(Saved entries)
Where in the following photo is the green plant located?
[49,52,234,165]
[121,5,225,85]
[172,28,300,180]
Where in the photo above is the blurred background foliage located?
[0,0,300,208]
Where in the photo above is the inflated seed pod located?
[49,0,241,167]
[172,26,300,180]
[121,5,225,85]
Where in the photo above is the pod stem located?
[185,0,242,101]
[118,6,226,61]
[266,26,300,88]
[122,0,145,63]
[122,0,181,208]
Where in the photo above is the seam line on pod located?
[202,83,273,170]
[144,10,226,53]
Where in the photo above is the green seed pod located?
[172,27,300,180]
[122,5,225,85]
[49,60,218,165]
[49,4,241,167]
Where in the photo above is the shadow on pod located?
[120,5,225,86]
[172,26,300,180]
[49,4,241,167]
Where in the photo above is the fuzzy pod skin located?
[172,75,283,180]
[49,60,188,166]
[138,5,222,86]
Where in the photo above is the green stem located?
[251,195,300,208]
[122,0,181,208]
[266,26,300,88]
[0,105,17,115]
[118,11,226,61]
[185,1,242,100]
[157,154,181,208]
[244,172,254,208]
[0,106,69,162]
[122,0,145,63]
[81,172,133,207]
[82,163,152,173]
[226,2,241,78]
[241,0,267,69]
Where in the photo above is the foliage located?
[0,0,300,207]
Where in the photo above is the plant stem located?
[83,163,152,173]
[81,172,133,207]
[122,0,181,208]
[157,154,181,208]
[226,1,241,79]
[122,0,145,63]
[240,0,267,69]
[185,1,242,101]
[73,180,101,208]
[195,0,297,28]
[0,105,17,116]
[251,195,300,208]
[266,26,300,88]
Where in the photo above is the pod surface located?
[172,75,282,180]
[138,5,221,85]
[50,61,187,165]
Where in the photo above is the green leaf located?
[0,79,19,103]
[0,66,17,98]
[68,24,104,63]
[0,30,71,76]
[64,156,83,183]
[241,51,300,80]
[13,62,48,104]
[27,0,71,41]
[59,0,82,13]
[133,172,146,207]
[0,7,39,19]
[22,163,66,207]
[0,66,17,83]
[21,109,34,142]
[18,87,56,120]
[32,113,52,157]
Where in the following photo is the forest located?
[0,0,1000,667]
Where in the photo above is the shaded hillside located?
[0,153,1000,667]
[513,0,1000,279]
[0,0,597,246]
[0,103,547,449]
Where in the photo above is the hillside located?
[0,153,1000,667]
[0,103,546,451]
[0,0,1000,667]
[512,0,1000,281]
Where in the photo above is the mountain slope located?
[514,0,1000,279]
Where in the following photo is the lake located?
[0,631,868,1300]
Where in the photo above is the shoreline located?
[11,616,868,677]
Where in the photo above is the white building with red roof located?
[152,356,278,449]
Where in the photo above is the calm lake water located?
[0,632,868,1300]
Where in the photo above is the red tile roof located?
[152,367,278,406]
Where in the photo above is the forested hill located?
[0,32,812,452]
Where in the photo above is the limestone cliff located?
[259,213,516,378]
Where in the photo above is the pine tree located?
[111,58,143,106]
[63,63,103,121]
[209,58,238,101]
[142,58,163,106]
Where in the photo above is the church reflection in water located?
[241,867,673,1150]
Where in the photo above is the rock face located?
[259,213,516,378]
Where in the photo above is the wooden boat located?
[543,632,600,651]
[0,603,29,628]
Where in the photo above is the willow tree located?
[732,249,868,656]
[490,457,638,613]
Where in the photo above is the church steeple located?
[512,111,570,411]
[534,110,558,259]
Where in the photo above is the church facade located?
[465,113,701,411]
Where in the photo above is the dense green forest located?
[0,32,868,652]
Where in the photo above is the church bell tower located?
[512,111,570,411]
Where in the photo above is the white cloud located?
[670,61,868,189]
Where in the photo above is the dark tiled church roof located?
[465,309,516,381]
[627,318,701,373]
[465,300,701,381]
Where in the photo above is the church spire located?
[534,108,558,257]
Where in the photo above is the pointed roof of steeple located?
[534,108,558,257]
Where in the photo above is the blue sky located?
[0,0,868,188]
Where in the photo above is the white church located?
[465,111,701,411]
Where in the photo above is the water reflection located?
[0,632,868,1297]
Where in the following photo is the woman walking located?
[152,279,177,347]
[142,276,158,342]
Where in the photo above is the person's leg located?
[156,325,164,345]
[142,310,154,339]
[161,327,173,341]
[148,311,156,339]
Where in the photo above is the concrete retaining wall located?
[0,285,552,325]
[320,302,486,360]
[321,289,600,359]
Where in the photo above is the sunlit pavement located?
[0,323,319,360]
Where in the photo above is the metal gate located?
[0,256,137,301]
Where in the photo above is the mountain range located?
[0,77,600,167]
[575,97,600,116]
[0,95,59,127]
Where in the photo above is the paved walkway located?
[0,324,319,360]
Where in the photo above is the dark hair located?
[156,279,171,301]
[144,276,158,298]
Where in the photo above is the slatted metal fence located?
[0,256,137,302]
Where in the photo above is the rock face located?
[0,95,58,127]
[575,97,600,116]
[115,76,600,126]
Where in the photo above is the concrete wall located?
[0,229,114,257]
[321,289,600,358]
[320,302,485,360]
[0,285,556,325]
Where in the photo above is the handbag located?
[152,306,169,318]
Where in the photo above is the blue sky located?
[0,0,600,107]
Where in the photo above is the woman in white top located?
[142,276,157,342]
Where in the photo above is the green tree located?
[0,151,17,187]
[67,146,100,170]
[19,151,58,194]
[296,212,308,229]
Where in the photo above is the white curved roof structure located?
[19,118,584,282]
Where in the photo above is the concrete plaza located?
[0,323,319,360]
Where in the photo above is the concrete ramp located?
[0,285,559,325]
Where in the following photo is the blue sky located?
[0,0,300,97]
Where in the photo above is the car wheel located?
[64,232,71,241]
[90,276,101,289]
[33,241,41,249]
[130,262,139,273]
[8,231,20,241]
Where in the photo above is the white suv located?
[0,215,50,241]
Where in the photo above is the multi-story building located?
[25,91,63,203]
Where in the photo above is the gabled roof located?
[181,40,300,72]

DO THIS: All of the material above needs to be retyped word for word.

THE RESPONSE:
Where in the following photo is the green plant located?
[49,52,234,165]
[121,5,225,85]
[172,28,300,180]
Where in the photo above is the blurred background foliage located?
[0,0,300,208]
Where in the photo above is the inflated seed pod located?
[49,0,241,167]
[172,26,300,180]
[121,5,225,85]
Where in the photo above is the pod stem located?
[185,0,242,101]
[118,6,226,61]
[266,26,300,88]
[122,0,145,63]
[122,0,181,208]
Where in the photo above is the seam line on pod located?
[202,83,273,170]
[144,10,226,53]
Where in the photo above is the green seed pod located?
[172,27,300,180]
[122,5,225,85]
[49,60,218,165]
[49,4,241,167]
Where in the photo above is the shadow on pod located?
[120,5,225,86]
[172,26,300,180]
[49,4,241,167]
Where in the photo above is the fuzzy pod skin located?
[172,75,283,180]
[49,60,188,166]
[138,5,222,86]
Where in the photo above is the green stem located?
[251,195,300,208]
[122,0,181,208]
[266,26,300,88]
[0,105,17,115]
[118,11,226,61]
[185,1,242,100]
[157,154,181,208]
[244,172,254,208]
[0,106,69,162]
[122,0,145,63]
[81,172,133,207]
[82,163,152,173]
[226,2,241,78]
[241,0,267,69]
Where in the photo above is the foliage located?
[0,0,300,207]
Where in the photo above is the plant stem located?
[83,163,152,173]
[81,172,133,207]
[122,0,181,208]
[157,154,181,208]
[226,1,241,79]
[122,0,145,63]
[240,0,267,69]
[185,1,242,101]
[73,180,101,208]
[195,0,297,28]
[0,105,17,116]
[251,195,300,208]
[266,26,300,88]
Where in the photo above is the pod surface located?
[172,75,282,180]
[138,5,221,85]
[50,61,187,165]
Where in the photo above is the green leaf located?
[0,79,19,103]
[0,66,17,98]
[68,24,104,63]
[0,30,71,76]
[64,156,83,183]
[241,51,300,80]
[13,62,48,104]
[27,0,71,41]
[59,0,82,13]
[133,172,146,207]
[0,7,39,19]
[22,163,66,207]
[0,66,17,83]
[21,109,34,142]
[18,87,56,120]
[32,113,52,157]
Where in the following photo is the forest located?
[0,0,1000,667]
Where in the photo above is the shaded hillside located?
[0,153,1000,667]
[513,0,1000,279]
[0,0,597,246]
[0,103,547,449]
Where in the photo above is the hillside located?
[0,153,1000,667]
[0,103,546,451]
[0,0,1000,667]
[512,0,1000,281]
Where in the photo above is the mountain slope located?
[514,0,1000,279]
Where in the following photo is the lake located?
[0,631,868,1300]
Where in the photo above is the shoreline located?
[11,616,868,677]
Where in the photo above is the white building with red roof located?
[152,356,278,449]
Where in the photo above is the calm lake water located?
[0,632,868,1300]
Where in the photo above is the red tile roof located?
[152,367,278,406]
Where in the photo above is the forested hill located?
[0,32,812,452]
Where in the photo above is the limestone cliff located?
[259,213,516,378]
Where in the photo above is the pine tree located?
[111,58,143,106]
[63,63,103,121]
[209,58,238,101]
[142,58,163,106]
Where in the photo above is the church reflection in water located?
[241,867,673,1150]
Where in the photo above is the rock face located?
[259,213,516,378]
Where in the photo above is the wooden boat located?
[543,632,600,651]
[0,603,29,628]
Where in the photo above is the willow tree located?
[732,249,868,656]
[490,457,638,613]
Where in the photo above is the church steeple located?
[512,111,570,411]
[534,110,558,259]
Where in the photo above is the church facade located?
[465,113,701,411]
Where in the photo above is the dense green forest located?
[0,32,868,652]
Where in the photo above is the church bell tower located?
[512,111,570,411]
Where in the photo above is the white cloud located?
[670,61,868,189]
Where in the photo above is the dark tiled church roof located?
[465,309,516,381]
[627,318,701,373]
[465,300,701,381]
Where in the photo above is the church spire located?
[534,108,558,257]
Where in the photo above is the pointed roof of steeple located?
[534,108,558,257]
Where in the photo above is the blue sky located?
[0,0,868,188]
Where in the photo above is the white church located?
[465,111,701,411]
Where in the photo above is the water reflection located?
[0,632,868,1297]
Where in the following photo is the woman walking located?
[152,279,177,347]
[142,276,158,342]
Where in the photo above is the person's leg located?
[156,325,164,345]
[142,310,154,339]
[161,327,173,341]
[148,311,156,339]
Where in the photo above is the concrete retaining wall located?
[0,285,552,325]
[320,302,486,360]
[321,289,600,359]
Where in the photo above is the sunlit pavement located?
[0,323,319,360]
Where in the photo above is the metal gate located?
[0,256,137,301]
Where in the photo above is the mountain range located?
[0,77,600,167]
[575,97,600,116]
[0,95,59,127]
Where in the photo above is the paved walkway located?
[0,324,319,360]
Where in the photo above is the dark hair located?
[156,279,171,301]
[144,276,158,298]
Where in the photo above is the slatted metal fence located?
[0,256,137,302]
Where in the photo above is the rock face located?
[0,95,58,127]
[575,97,600,116]
[115,76,600,126]
Where in the photo above is the concrete wall located?
[0,229,114,257]
[321,289,600,358]
[320,302,485,360]
[0,285,556,325]
Where in the photo above is the handbag located?
[152,306,169,318]
Where in the photo above is the blue sky located?
[0,0,600,107]
Where in the photo above is the woman in white top located?
[142,276,157,342]
Where in the photo above is the green tree located?
[0,151,17,187]
[67,146,100,170]
[19,151,58,194]
[296,212,308,229]
Where in the photo above is the white curved roof structure located?
[19,118,584,282]
Where in the photo above is the concrete plaza located?
[0,323,319,360]
Where in the photo above is the concrete ramp located?
[0,285,559,325]
Where in the following photo is the blue sky located?
[0,0,300,97]
Where in the photo above is the car wheel located?
[64,232,71,241]
[90,276,101,289]
[33,241,41,249]
[130,262,139,273]
[8,231,20,241]
Where in the photo above is the white suv located?
[0,215,50,241]
Where in the photo above is the multi-story building located?
[25,91,63,203]
Where in the photo above is the gabled roof located?
[181,40,300,72]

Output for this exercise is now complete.